### Supplied passage

I am one of those lucky people who have had the blessing of enjoying their grandparents well into their thirties, and hopefully until later on still. 

Having grandparents around has formed many of my opinions and stances in life, has given me a different take on history, sacrifices, resilience and family relationships. Their wisdom, beliefs, sometimes a bit outdated but so real, their hard work, their memories.

Their hands. Hands that used to make their own food, wine, olive oil, tomato sauce, made their own clothes, built and repaired everything, from watches to cars to their own houses. Hands that to this day help my own children picking cherry tomatoes from their plants. Stories of home births, friendships, respect, family bonds, lands, money, passions, shootings, war cutting through their own memories.

The stories of my great grandma, grandmother of my mother, who woke up every morning at 5am and walked up and down hills, whose long grey hair were tied up in a perfect bun every morning, whose piercing blue eyes had seen and lived through so much. Those same blue eyes that a hundred and thirteen years later came back in my second son. Her husband had fought in the first and second world war, twice came back, last time deaf, his hearing lost to the deafening noise of flying airplanes. I had the luxury to hold her hands until I was twenty one. I have very clear memories of hot summer visits to her house, I used to open the door, call her name while running up the stairs, then sit with her, or help her make bread, her bed, water her plants. She always had money for her grandchildren, so we could buy ice cream, more like fifty ice creams truth be told. Jumping around her when she went to pick up her own salad in her field and let me go with her, the simple acts can be the greatest source of happiness for children. Her rabbits, feeding them with her gave me one of the happiest memories I still nurse. She was so calm and still, I loved being around her. Her name was Venera, that too I loved.

The downside of having great grandparents is of course seeing them going. The last summer she was with us I sat there with her holding her tired hands, she was 98, still independent and doing well, she was afraid she told me, she knew she had to go. 

I have never been able to see them and enjoy them as much as I would have wanted due to distances, I remember crying loud as a child at the end of every summer when the time came to say goodbye. We did everything possible to see them often and they came to visit often, but to me, it never felt enough.

######
### Dataset excerpt

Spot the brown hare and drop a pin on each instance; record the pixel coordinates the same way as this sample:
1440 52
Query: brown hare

######

__Exercises__
a – Answer these questions using the passage about grandparents above:
(i) What was the great grandmother's name?
(ii) How old was she during the last summer the writer spent with her?
(iii) In which wars did her husband fight?
b – Translate this sentence from the passage about grandparents above into Spanish: "She was so calm and still, I loved being around her."
c – Summarize the passage about grandparents above in three sentences.

__Responses to the tasks__
a –
(i) Venera
(ii) 98
(iii) The first and second world war

b – Era tan tranquila y serena que me encantaba estar a su lado.

c – The writer has been lucky to have grandparents well into their thirties, and this has shaped the writer's views on history, sacrifice, resilience and family relationships. Much of the passage recalls a great grandmother named Venera: summer visits to her house, making bread with her, feeding her rabbits, and holding her tired hands in her last summer, when she was 98 and afraid. Because of distance, the writer could never see them as much as wanted and cried as a child at the end of every summer.